(STUDY TEXT)
The quality of the included studies ranged from weak to strong. Even though we focused primarily on RCTs, there was a significant lack of high quality studies. The limited evidence may have made it difficult to detect differences in effect sizes relating to study quality. Moreover, it has frequently been pointed out that the level of quality found in primary research has a significant impact on the quality of any systematic review, due to the fact that systematic reviews rely on data from existing studies. Following this we can only emphasize that future research needs to focus on the delivery of more high quality studies that provide high-quality research outcomes. In line with this, we acknowledge that while we had hoped to identify more high-quality studies by excluding non-peer-reviewed articles, the exclusion of such unpublished data may have resulted in biased outcomes. Although our publication bias assessment did not clearly indicate the presence of a publication bias, this may have been due to the high level of heterogeneity. However, we would like to highlight that there was significant lack of large-sample size studies that included a comprehensive psychopathology assessment and targeted youth populations.

Future suggestions

Further RCTs including larger sample sizes, different age groups and mental disorders are needed. While evidence suggests that research has widely neglected populations under the age of 25, future research should specifically address youth populations between the ages of 10 and 12 years. They form an interesting age group as research has emphasized a significant drop in ER skills at this age [47]. Furthermore, studies involving youth mostly investigate anxiety or depressive symptoms, while only a few have looked at ER in relation to other mental disorders. Similarly, interventions with a specific focus on ER often target specific disorders. Considering the suggested transdiagnostic nature of ER, future studies should involve participants from a broader psychopathological spectrum.

To increase our understanding of ER interventions and associated change mechanisms, future research needs to assess and actually report ER processes. A large number of studies was excluded, due to missing ER assessment. This can not only improve future interventions, but would also reduce the exploratory nature of current interventions. In line with this we suggest that future research should focus on the impact of measurement error in their studies. As mentioned above, studies included a wide range of ER measures, which have been based on different theories and models around ER. Thus, a psychometric meta-analysis of current ER measures, would be highly beneficial to the field.

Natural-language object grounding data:
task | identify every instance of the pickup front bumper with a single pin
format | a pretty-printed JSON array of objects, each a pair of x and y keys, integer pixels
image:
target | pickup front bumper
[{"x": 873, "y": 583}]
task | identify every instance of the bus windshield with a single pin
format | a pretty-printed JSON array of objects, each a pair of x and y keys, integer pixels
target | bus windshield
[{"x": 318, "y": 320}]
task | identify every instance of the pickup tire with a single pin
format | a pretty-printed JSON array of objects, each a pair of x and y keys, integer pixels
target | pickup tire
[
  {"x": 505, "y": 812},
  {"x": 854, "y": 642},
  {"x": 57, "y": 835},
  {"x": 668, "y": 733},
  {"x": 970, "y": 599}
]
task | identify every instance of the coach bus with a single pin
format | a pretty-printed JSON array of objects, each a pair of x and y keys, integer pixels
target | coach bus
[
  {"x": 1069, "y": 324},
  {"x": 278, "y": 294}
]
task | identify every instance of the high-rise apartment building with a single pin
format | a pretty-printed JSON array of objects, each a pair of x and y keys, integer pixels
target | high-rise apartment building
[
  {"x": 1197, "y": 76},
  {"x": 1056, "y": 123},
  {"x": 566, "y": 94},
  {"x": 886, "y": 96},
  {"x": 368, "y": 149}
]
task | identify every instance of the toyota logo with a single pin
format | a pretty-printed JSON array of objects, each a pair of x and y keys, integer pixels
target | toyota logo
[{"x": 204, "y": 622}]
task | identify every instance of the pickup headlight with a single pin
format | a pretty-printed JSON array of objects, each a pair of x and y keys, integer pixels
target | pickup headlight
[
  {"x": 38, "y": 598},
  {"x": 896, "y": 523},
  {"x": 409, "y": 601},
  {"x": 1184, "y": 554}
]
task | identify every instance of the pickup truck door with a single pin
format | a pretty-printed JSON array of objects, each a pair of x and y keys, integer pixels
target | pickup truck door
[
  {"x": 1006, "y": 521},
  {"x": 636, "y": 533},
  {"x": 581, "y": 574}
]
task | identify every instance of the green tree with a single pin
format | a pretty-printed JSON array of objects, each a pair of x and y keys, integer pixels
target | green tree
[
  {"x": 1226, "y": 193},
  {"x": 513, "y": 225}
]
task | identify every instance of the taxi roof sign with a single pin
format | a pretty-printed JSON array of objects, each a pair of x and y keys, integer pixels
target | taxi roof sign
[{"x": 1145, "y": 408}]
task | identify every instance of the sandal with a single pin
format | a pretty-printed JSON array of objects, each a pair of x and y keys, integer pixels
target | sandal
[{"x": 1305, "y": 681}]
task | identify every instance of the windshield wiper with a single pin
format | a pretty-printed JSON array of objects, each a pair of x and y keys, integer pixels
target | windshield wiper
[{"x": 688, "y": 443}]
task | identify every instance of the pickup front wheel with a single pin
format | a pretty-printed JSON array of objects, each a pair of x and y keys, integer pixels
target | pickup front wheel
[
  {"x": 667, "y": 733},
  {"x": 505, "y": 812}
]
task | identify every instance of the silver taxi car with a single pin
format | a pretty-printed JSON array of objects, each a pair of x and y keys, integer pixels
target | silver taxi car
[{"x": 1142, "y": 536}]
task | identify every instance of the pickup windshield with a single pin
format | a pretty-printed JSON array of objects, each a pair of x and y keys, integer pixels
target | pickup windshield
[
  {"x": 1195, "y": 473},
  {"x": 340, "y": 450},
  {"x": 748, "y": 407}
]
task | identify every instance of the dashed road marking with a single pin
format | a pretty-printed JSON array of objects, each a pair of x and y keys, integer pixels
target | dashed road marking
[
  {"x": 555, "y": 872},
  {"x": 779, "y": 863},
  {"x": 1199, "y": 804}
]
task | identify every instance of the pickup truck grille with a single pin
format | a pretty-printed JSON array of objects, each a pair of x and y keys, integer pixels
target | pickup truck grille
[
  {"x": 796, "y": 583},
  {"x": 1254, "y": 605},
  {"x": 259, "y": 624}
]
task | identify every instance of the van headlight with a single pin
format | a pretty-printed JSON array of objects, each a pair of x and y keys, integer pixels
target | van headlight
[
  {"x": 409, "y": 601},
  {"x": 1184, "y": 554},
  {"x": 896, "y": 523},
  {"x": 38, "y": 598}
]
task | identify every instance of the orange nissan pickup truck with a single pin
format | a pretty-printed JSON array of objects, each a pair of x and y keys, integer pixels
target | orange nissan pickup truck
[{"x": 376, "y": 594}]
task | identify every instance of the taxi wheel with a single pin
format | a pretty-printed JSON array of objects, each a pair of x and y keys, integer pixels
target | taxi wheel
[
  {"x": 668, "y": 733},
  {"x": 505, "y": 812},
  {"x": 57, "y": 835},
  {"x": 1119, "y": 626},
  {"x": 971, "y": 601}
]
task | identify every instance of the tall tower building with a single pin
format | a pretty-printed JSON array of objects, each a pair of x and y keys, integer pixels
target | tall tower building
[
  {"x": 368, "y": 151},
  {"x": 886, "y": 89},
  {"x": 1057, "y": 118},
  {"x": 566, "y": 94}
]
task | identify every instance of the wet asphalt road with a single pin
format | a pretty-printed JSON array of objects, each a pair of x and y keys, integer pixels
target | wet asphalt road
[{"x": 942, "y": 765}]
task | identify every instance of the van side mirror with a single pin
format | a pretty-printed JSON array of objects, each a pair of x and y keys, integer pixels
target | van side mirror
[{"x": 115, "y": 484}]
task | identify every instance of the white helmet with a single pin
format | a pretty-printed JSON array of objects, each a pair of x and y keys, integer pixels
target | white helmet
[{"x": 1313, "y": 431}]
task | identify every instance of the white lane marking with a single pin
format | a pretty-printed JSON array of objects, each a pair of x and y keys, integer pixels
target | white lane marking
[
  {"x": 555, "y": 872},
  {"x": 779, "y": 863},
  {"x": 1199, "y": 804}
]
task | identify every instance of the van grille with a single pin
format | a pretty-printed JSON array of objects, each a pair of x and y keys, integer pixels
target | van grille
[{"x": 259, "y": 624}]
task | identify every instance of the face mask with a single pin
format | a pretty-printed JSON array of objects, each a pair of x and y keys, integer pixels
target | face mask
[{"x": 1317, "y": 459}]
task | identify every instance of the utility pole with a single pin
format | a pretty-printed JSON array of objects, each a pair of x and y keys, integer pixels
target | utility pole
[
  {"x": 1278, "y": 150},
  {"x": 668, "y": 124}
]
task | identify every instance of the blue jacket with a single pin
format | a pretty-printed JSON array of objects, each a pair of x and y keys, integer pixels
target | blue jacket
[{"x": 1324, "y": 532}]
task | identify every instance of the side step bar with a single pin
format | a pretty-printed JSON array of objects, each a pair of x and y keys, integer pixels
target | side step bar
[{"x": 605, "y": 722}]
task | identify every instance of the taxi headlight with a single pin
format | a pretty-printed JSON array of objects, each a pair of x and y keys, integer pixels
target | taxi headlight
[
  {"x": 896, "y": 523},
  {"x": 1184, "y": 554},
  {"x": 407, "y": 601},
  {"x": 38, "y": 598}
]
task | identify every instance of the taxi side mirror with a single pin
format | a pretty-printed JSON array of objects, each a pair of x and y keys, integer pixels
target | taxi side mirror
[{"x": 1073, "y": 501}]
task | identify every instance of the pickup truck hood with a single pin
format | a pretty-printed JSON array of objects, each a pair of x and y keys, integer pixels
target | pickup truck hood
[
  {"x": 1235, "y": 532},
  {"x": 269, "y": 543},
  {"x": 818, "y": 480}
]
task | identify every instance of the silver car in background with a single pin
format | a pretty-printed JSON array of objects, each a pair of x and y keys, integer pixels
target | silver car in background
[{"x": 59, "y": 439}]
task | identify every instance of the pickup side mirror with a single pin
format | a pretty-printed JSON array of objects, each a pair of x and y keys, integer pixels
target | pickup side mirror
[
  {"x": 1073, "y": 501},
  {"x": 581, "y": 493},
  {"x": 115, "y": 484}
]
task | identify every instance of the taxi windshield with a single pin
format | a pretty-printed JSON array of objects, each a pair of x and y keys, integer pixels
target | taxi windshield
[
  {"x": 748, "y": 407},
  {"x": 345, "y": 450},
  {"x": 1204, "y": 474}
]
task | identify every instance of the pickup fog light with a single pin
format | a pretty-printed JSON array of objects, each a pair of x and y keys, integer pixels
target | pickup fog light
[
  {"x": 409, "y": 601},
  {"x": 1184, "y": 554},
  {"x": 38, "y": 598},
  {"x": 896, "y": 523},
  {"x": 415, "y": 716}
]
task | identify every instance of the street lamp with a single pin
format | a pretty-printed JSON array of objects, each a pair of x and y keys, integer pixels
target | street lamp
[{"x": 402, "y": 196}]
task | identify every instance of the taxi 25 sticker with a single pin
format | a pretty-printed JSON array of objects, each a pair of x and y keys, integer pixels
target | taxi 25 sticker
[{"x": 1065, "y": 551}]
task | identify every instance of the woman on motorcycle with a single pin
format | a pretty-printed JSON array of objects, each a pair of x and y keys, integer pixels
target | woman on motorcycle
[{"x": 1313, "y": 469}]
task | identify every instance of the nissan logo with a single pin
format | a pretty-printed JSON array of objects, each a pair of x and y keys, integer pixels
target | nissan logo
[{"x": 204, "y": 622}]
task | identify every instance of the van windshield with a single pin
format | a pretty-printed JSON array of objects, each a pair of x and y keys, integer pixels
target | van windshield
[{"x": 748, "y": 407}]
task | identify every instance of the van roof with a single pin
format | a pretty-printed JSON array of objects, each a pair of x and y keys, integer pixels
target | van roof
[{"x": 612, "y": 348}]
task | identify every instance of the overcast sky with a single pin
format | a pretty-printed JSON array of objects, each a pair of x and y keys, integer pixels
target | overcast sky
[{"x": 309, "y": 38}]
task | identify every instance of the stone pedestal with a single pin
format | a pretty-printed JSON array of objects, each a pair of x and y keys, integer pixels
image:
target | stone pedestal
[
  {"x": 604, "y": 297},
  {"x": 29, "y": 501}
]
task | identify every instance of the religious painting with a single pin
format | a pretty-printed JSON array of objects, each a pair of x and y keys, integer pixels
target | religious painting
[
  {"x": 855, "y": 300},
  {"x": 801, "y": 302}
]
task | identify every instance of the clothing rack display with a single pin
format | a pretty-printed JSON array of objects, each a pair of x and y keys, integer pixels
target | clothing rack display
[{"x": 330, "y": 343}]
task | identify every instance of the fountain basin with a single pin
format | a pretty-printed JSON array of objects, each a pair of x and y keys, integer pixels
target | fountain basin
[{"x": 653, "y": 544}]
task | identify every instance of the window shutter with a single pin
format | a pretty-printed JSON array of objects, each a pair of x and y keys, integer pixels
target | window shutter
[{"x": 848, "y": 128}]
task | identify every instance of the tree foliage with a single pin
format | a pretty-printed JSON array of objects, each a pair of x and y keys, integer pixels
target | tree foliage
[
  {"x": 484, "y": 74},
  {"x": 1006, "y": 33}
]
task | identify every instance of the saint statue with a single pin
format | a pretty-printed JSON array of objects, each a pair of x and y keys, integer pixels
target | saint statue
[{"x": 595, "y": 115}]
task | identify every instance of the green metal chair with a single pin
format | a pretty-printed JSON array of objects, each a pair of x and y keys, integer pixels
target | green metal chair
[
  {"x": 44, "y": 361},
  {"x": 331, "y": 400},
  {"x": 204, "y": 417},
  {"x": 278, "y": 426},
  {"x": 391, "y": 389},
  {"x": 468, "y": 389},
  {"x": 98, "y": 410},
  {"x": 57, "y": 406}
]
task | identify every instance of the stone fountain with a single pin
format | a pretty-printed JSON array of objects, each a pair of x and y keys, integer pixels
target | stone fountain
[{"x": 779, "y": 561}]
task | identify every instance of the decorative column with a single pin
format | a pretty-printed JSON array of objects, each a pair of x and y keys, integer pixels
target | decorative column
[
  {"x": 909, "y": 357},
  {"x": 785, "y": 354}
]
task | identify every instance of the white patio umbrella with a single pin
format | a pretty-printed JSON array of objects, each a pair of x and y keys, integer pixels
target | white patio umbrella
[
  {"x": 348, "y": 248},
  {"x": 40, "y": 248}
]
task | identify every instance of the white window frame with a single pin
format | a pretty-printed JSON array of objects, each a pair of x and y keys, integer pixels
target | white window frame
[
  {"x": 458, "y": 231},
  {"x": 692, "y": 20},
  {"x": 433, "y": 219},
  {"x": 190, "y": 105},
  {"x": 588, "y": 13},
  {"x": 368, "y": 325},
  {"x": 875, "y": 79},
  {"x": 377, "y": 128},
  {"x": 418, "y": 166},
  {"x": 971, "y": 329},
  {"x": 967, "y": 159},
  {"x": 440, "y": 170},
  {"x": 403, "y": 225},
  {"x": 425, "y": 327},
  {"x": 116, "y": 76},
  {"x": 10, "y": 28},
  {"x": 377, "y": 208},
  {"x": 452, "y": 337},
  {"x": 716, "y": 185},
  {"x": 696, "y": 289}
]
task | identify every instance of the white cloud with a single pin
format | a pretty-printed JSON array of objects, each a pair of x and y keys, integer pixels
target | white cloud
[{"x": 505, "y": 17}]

(EXERCISES)
- 1) In the emotion regulation review passage, which age range should future research specifically address?
- 2) Resume the emotion regulation review passage after its final sentence.
The material has no part in this exercise.

(RESPONSES)
- 1) Youth populations between the ages of 10 and 12 years.

- 2)
Finally, we found that the investigation of positive ER strategies and ER abilities is still widely neglected. Although, past research has highlighted that adaptive ER strategies, as opposed to maladaptive strategies, were more strongly related to psychopathology in youth [53]. The opposite has been reported in adult studies [54]. We identified only one study that assessed a positive ER strategy [55]. This could be related to the fact that positive psychology is still a rather young field in comparison to the traditional CBT approaches or that the use of ER strategies has been less frequently studied in youth populations. Nevertheless, in line with previous research [12, 53] and our findings, we argue for a greater focus on the positive dimension of ER especially in researching and working with young populations.

Conclusion

This is the first meta-analysis that summarizes the evidence of psychological intervention to enhance ER in youth. The findings indicate that current interventions improve ER and that changes in ER co-occur with changes in psychopathological symptoms. The findings add to the existing literature, which has widely neglected youth populations thus far. Important implications for future clinical work and research have been made.